**Short exercise:**
Could you return, word for word, the lines below running from the line containing "In the photo above, where can the dark shoe" to the line containing "column 204, row 197", with both of those lines included?

━━━

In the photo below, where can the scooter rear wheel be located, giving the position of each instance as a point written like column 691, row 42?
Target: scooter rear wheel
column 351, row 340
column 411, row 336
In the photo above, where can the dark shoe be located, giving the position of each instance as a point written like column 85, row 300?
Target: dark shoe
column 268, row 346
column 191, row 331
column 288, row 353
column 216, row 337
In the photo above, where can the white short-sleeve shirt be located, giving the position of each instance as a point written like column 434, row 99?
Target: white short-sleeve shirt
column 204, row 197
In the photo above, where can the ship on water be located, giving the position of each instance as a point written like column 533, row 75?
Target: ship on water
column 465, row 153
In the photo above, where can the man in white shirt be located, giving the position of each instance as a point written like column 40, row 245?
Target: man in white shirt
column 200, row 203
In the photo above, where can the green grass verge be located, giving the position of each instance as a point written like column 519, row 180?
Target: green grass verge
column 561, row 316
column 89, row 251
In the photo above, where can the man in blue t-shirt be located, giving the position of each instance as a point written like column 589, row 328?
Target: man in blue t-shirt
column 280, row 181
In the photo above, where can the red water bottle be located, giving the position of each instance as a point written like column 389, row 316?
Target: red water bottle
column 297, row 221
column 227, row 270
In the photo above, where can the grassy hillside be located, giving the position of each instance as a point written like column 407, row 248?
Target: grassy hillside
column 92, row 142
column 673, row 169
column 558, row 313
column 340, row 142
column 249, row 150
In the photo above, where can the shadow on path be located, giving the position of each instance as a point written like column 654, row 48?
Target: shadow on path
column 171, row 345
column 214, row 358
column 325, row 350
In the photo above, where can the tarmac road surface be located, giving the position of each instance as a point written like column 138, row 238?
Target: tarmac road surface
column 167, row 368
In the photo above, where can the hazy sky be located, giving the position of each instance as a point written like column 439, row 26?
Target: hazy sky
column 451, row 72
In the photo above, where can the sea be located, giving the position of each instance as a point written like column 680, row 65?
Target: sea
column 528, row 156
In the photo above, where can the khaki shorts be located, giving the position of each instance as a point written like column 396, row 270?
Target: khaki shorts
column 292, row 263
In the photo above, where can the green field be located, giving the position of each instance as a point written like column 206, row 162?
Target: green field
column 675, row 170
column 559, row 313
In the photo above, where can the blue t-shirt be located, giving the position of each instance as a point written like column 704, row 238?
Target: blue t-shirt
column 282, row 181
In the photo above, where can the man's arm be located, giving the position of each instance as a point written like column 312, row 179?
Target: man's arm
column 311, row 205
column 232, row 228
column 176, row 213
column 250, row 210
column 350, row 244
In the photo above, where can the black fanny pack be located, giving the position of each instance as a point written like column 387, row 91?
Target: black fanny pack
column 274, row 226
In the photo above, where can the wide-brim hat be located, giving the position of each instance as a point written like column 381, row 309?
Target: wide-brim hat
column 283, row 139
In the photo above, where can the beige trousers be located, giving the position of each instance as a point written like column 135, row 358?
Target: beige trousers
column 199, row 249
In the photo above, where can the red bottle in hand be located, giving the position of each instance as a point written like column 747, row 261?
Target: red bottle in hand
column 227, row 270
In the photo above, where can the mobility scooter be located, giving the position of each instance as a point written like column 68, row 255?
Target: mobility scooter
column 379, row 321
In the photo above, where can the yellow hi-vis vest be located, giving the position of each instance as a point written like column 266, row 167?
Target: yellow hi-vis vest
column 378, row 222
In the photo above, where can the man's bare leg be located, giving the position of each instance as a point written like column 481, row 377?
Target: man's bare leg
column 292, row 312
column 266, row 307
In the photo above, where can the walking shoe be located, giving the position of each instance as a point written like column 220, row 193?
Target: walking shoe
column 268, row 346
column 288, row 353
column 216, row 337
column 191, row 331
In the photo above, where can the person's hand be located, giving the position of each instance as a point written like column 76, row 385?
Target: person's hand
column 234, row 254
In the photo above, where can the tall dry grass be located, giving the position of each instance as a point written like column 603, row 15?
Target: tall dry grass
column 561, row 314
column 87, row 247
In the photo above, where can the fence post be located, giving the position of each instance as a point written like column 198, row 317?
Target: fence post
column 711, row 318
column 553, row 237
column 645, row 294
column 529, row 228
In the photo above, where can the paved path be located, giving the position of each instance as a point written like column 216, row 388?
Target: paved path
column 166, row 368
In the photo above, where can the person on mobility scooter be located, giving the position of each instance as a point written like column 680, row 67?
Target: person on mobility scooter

━━━

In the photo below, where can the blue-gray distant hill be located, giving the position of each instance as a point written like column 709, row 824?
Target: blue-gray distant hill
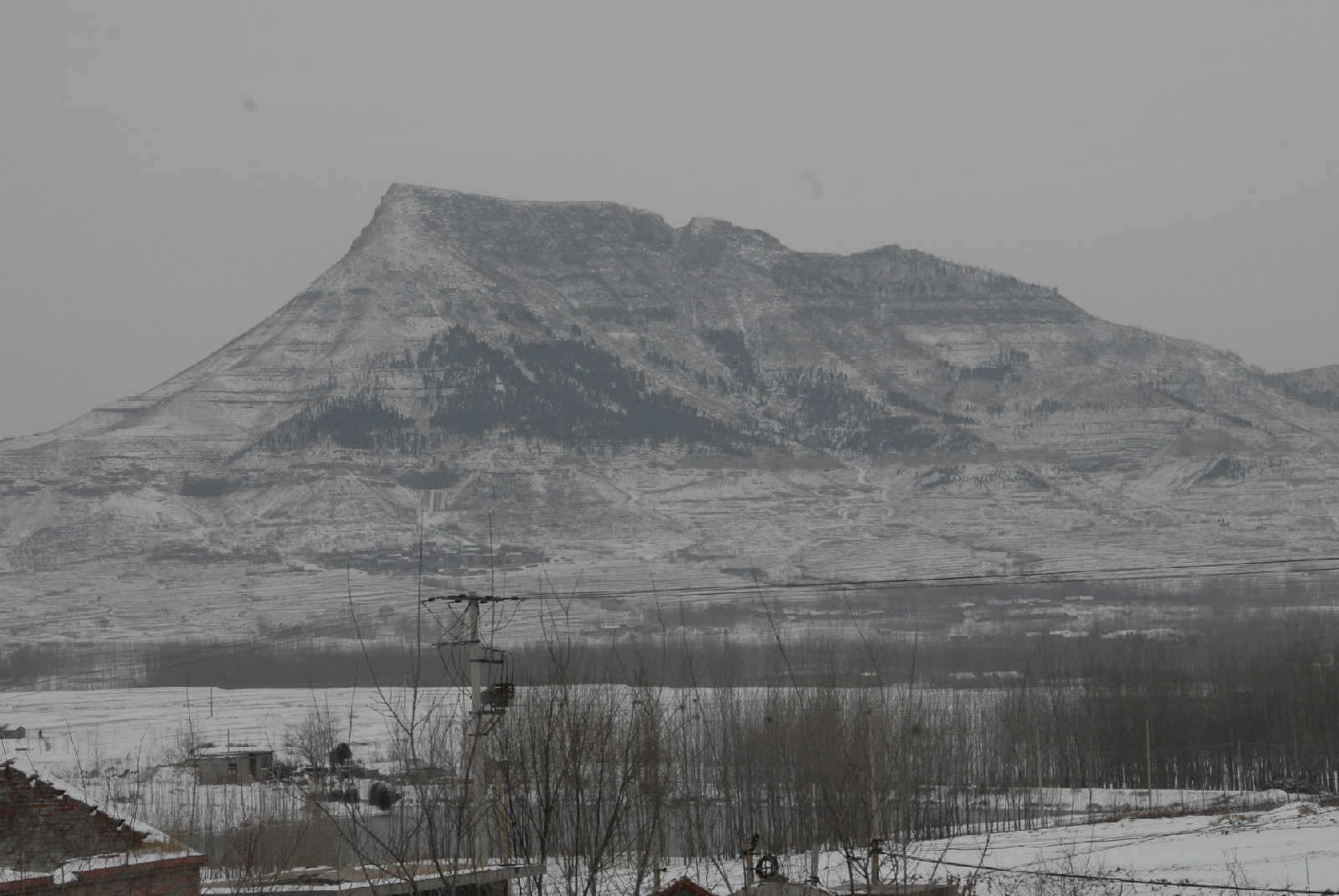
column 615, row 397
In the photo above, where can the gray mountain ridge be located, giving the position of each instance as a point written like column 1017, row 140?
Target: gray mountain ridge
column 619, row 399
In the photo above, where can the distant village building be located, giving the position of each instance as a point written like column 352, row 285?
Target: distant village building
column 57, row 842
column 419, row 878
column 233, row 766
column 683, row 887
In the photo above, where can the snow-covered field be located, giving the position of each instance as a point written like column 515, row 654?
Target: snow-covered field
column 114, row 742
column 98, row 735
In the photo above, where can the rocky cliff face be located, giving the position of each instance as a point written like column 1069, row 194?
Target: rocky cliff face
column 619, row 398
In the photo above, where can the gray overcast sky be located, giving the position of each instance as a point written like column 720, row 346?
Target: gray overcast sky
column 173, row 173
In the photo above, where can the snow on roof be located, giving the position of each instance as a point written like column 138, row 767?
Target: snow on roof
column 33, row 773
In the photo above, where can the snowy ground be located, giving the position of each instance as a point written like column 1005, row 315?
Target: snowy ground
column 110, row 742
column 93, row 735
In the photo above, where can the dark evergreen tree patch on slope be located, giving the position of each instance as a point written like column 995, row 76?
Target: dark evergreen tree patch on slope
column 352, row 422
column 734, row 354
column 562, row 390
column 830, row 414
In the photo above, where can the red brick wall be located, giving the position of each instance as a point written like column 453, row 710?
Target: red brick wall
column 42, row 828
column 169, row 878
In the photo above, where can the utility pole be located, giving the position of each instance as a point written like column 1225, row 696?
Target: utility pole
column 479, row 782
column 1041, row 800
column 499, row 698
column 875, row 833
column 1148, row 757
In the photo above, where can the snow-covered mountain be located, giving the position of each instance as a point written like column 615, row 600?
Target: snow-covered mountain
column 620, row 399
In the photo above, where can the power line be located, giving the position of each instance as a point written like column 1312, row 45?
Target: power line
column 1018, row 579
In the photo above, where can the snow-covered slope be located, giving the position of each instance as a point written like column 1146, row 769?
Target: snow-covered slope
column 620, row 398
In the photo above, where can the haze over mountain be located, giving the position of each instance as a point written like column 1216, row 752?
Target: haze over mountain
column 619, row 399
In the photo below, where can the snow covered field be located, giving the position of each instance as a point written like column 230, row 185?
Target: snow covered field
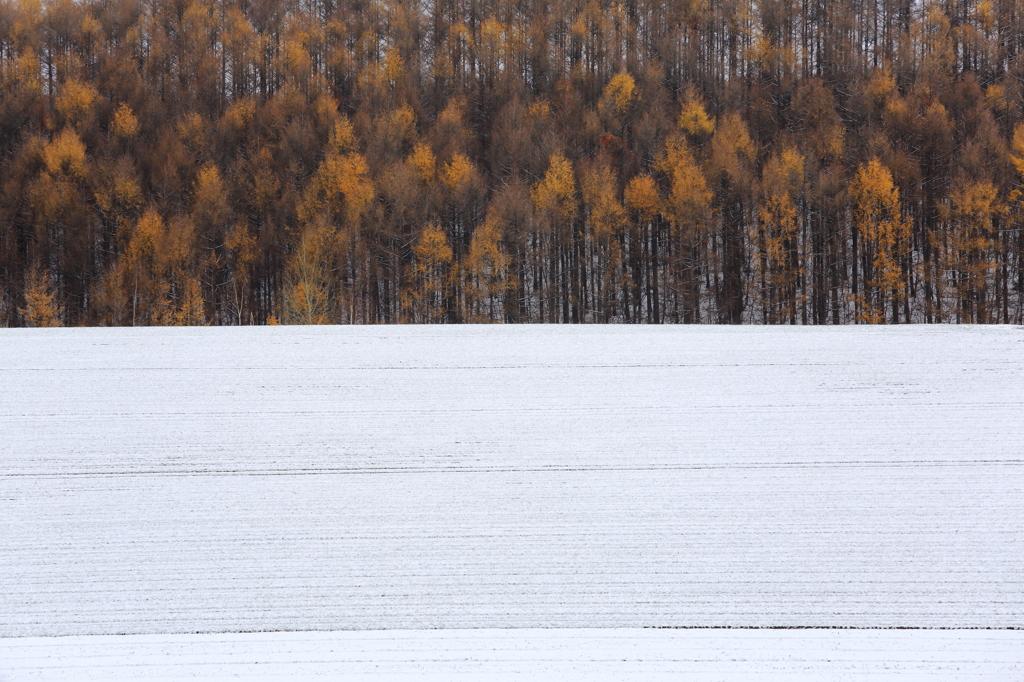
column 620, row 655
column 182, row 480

━━━

**Solution to the exercise:**
In the photo above, where can the dark shoe be located, giving the position of each instance as a point written like column 85, row 300?
Target: dark shoe
column 268, row 346
column 191, row 331
column 288, row 353
column 216, row 337
In the photo above, where can the white short-sleeve shirt be located, giving the position of each instance as a point written like column 434, row 99?
Target: white short-sleeve shirt
column 204, row 197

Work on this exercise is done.